## [EXTRAIT À LIRE]
.....

Sincèrement ami-lecteur, je suis particulièrement contente de te retrouver pour le deuxième épisode de Culture & Confiture médiévales… Bien entendu cette chronique sera la suite de la précédente et même s’il n’est pas indispensable d’avoir lu cette dernière pour comprendre ce que je vais te raconter aujourd’hui, n’hésite pas à aller découvrir le premier article de cette série si ce n’est déjà fait…
Toi, maître orfèvre sous Saint-Louis
Jouons un peu ami-lecteur… Cette fois encore, je vais te demander un peu de créativité… Imagine… Tu habites la France de Saint-Louis, nous sommes en 1247 et tu fais parti d’une famille importante. Tu y es ? Tu te prénommes Ascelin et ta grande fierté c'est ton statut de maître orfèvre. Si tu es une demoiselle, disons que tu es l’épouse de ce dernier. Ton prénom ? Mahaut. Ouais ça claque… Sérieusement tu as plutôt de la chance Ascelin/Mahaut, Paris est alors une belle ville. D’ailleurs le gros œuvre de la nouvelle cathédrale, Notre-Dame de Paris, est terminé depuis deux ans… Et la Guerre de Saintonge est déjà loin.
Oui, Ascelin, la vie est assez belle pour toi. Sauf que tu ne parles pas le français tel que nous le connaissons. Ben nan… Là, si tu as lu le premier épisode de Culture & Confiture médiévales, tu penses peut-être parler la langue dont je donnais un extrait. Du genre Pro deo amur et pro christian poblo et nostro commun saluament d'ist di en avant, in quant Deus savir et podir me dunat, si salvarai eo cist meon fradre Karlo, et in aiudha et in cadhuna cosa, si cum om per dreit son fradra salvar dift, in o quid il mi altresi fazet et ab Ludhernulplaid nunquam prindraiqui meon vol cist meon fradre Karle in damno sit.
Langue qui a quand même vachement de points communs avec le Latin, langue des lettrés, juristes et savants. Sauf que depuis 842, les langues romanes ont bien évolué. Maintenant on parle ce qu’on appelle communément l’ancien français et qui correspond aux langues parlées dans la moitié nord du territoire français. Voilà ce que le même extrait donne en ancien français : Por dieu amor et por del crestiien poeple et nostre comun salvement, de cest jorn en avant, quan que Dieus saveir et podeir me donct, si salverai jo cest mien fredre Charlon, et en aiude, et en chascune chose, si come on par dreit son fredre salver deit, en ço que il me altresi façet, et a Londher nul plait onques ne prendrai, qui mien vueil cest mien fredre Charlon en dam seit. Tu l’as sans doute remarqué, ami-lecteur, certains mots sont à peu près compréhensibles.

.....

## [DONNÉES PRÉSENTÉES]

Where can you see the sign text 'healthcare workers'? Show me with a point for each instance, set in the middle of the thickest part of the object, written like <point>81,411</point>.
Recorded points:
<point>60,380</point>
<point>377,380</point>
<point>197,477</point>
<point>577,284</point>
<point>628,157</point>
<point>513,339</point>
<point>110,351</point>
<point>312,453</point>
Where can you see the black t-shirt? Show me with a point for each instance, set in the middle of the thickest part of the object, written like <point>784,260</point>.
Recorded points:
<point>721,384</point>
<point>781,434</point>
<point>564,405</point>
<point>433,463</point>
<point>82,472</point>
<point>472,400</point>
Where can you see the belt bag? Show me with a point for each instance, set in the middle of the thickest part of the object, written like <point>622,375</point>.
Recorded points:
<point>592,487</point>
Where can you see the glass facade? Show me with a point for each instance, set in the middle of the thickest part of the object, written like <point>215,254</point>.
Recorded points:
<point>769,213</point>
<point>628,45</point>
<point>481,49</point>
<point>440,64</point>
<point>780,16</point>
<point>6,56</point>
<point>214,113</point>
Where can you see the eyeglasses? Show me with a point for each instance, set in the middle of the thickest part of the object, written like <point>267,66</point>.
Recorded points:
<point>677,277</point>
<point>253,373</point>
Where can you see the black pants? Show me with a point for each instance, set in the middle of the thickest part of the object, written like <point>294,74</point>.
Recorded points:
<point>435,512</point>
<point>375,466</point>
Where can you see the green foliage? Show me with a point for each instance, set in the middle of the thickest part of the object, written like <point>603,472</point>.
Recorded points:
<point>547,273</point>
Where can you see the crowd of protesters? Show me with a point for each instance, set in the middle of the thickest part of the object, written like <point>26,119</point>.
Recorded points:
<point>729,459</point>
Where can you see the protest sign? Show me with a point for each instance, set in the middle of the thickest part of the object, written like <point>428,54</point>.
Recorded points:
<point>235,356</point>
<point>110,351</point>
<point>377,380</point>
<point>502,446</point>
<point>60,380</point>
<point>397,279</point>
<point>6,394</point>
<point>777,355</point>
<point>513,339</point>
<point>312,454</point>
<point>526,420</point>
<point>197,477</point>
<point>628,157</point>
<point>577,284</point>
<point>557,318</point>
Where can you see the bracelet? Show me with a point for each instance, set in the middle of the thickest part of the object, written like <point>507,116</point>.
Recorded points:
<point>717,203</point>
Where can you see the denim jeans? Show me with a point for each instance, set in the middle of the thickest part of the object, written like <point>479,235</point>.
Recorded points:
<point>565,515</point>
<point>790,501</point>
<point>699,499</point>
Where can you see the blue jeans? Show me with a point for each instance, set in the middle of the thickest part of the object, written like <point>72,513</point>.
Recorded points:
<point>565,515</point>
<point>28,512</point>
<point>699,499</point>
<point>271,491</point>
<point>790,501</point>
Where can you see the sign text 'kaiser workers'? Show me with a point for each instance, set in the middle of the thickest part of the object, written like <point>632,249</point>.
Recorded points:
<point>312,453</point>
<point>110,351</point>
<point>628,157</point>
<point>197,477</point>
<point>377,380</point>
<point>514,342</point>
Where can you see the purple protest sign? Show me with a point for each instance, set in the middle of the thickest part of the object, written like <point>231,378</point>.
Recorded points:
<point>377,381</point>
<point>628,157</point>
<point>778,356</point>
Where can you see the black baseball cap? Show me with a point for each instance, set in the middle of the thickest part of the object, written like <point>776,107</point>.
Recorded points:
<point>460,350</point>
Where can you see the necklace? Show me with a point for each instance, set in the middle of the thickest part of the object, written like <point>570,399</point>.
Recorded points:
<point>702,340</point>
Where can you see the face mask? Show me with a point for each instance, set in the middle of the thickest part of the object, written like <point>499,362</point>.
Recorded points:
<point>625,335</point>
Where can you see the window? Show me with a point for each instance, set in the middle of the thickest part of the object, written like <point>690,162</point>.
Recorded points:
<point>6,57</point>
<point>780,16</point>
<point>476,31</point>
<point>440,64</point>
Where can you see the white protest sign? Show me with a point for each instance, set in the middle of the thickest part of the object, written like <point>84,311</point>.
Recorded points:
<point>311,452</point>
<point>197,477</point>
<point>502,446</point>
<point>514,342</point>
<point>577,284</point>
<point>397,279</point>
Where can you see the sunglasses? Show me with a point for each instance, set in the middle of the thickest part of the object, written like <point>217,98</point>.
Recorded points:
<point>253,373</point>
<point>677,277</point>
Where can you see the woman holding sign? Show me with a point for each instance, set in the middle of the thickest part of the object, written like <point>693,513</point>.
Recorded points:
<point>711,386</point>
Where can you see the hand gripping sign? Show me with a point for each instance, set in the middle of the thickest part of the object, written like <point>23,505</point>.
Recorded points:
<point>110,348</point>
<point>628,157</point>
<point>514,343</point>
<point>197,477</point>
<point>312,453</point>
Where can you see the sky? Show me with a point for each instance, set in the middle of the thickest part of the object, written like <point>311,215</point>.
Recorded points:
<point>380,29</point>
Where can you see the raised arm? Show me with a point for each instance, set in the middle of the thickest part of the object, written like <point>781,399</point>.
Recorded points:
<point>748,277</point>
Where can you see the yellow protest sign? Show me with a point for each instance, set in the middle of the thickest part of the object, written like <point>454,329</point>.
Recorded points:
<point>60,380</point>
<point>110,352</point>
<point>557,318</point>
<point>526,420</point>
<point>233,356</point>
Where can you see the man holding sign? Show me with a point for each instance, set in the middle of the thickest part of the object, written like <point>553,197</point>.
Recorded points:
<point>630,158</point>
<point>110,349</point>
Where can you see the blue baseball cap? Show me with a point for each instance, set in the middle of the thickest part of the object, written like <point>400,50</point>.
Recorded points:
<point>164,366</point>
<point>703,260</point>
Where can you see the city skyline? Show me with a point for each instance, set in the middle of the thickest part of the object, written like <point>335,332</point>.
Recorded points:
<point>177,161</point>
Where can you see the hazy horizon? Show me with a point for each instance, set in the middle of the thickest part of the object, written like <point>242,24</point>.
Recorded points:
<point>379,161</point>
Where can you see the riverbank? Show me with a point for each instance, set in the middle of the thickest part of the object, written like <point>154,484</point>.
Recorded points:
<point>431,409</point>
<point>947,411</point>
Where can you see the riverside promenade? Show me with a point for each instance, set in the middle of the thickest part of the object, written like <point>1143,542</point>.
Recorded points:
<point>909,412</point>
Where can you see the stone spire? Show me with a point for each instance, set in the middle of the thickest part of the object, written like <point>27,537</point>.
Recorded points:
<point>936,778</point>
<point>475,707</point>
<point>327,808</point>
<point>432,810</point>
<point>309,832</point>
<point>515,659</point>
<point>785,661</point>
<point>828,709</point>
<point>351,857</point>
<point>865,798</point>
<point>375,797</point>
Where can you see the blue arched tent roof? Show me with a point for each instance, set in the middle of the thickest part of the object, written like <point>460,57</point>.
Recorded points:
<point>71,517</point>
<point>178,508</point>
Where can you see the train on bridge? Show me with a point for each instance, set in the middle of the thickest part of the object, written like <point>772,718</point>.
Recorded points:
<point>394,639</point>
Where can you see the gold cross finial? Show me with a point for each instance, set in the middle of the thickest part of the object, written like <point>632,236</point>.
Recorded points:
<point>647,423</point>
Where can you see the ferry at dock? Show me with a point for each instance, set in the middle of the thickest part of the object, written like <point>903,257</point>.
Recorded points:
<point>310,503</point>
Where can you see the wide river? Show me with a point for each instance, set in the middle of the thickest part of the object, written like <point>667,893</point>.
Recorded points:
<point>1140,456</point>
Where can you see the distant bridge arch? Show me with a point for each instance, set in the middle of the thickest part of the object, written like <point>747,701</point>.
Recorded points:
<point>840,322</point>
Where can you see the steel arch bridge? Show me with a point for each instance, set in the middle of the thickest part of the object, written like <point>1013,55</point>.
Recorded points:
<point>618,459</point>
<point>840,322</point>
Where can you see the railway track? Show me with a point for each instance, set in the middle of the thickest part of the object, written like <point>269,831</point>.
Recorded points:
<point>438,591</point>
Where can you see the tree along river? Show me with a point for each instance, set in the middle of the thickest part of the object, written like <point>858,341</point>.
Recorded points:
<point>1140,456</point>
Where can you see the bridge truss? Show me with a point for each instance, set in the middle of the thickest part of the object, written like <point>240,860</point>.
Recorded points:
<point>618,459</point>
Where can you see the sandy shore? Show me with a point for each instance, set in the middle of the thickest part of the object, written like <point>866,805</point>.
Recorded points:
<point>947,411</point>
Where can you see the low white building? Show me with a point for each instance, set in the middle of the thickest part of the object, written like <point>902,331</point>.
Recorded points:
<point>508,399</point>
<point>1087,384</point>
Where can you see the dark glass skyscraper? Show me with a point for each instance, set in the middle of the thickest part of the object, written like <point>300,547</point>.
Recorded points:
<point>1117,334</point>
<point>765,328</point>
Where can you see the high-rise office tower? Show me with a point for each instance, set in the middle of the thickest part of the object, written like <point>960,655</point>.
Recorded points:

.....

## [LISTE DES CONSIGNES]
1. D'après l'extrait à lire, depuis combien de temps le gros œuvre de Notre-Dame de Paris est-il terminé en 1247 ?
2. Recopiez à l'identique les lignes des données, depuis celle qui contient « Where can you see the low » jusqu'à la fin des données, ces deux limites comprises.

## [LISTE DES RÉPONSES]
1. Depuis deux ans.

2.
Where can you see the low white building? Show me with a point for each instance, set in the middle of the thickest part of the object, written like <point>902,331</point>.
Recorded points:
<point>508,399</point>
<point>1087,384</point>
Where can you see the dark glass skyscraper? Show me with a point for each instance, set in the middle of the thickest part of the object, written like <point>300,547</point>.
Recorded points:
<point>1117,334</point>
<point>765,328</point>
Where can you see the high-rise office tower? Show me with a point for each instance, set in the middle of the thickest part of the object, written like <point>960,655</point>.
Recorded points:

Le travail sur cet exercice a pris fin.